» **SOURCE EXCERPT**
------------------------------------------------------------------------
We'd love to hear what you think.


This is really cool -- congrats on the launch! Similarly, the team over at AuthZed has created a playground for SpiceDB[0], by using WebAssembly and Monaco.

We debated for hours whether or not to go the notebook route. I'm sure y'all did something similar; would you care to share your reasons for going with the notebook?

[0]: https://play.authzed.com


We actually do have a web based demo which is https://demo.questdb.io/ preloaded with millions of rows of data.

That one focuses on SQL queries though.

The notebook in https://play.questdb.io/ offers a more rounded experience to try out any and all of our features.

You can use the notebook to try out data ingestion, dropping partitions and more that is simply not possible in a more sandboxed environment.

The other part is that we value our Python users and wanted to provide an example of how to use our database in conjunction with other tools commonly used in the data science space to slice and dice time series data.
------------------------------------------------------------------------
» **TASK SET**
A: Please rewrite the passage of the QuestDB discussion that opens with "That one focuses" and closes with "more sandboxed environment.", changing "sandboxed" to "locked-down".
B: Write the next few sentences of the QuestDB discussion, picking up after its final line.

» **STORED DATA**
------------------------------------------------------------------------
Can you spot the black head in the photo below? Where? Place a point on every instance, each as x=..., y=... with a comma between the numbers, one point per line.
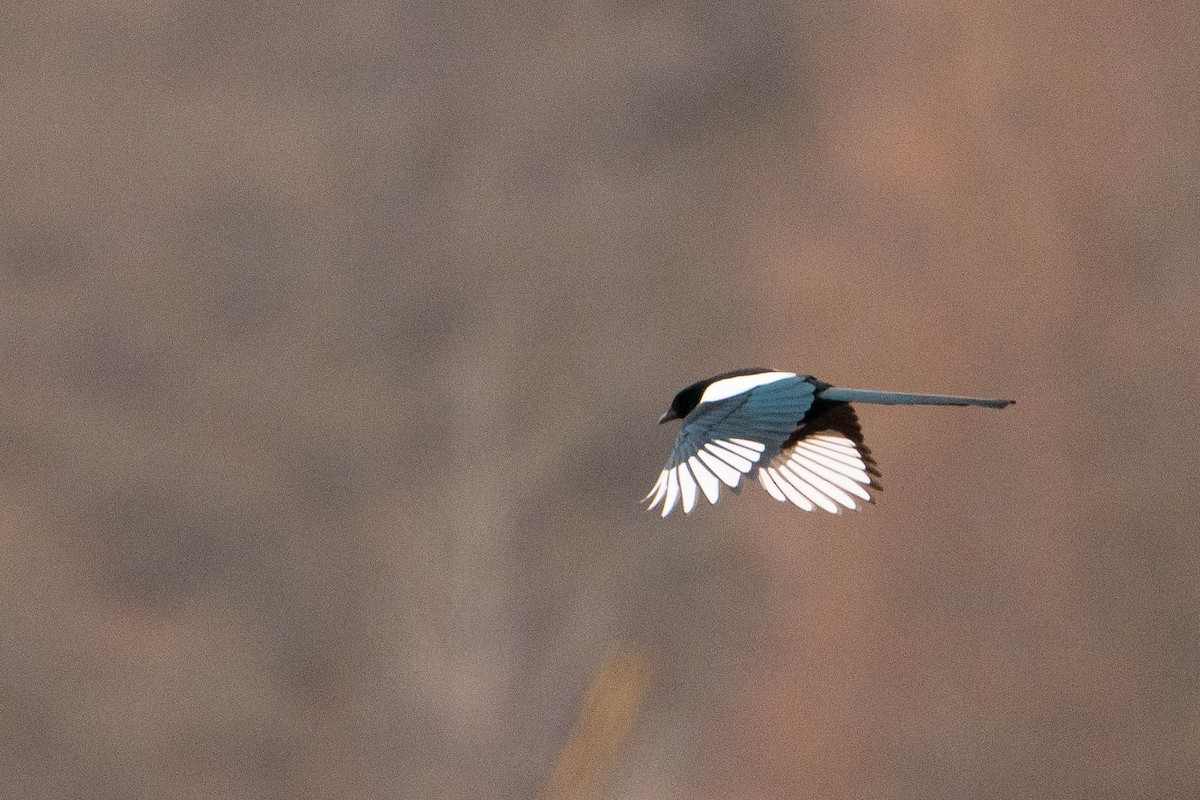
------------------------------------------------------------------------
» **RESULTS**
A:
That one focuses on SQL queries though.

The notebook in https://play.questdb.io/ offers a more rounded experience to try out any and all of our features.

You can use the notebook to try out data ingestion, dropping partitions and more that is simply not possible in a more locked-down environment.

B:
The demo does not work at all: https://github.com/questdb/questdb/issues/1525


I think this is a little bit harsh; you are pointing to one specific query that does not work out of a dataset of 1.6 billion rows exposed live to the internet and could sustain tens of thousands of users concurrently. In any case, we're grateful for the cto of clickhouse to point those things so we can improve the product further. But generalisations such as "the demo does not work at all" is not a fair comment, nor beneficial IMO.


Sorry, but it does not work for 1.5 years already. Every time I check it does not work.


Reading your pitch here, i'd love to have a vague idea what questdb is and why I should care.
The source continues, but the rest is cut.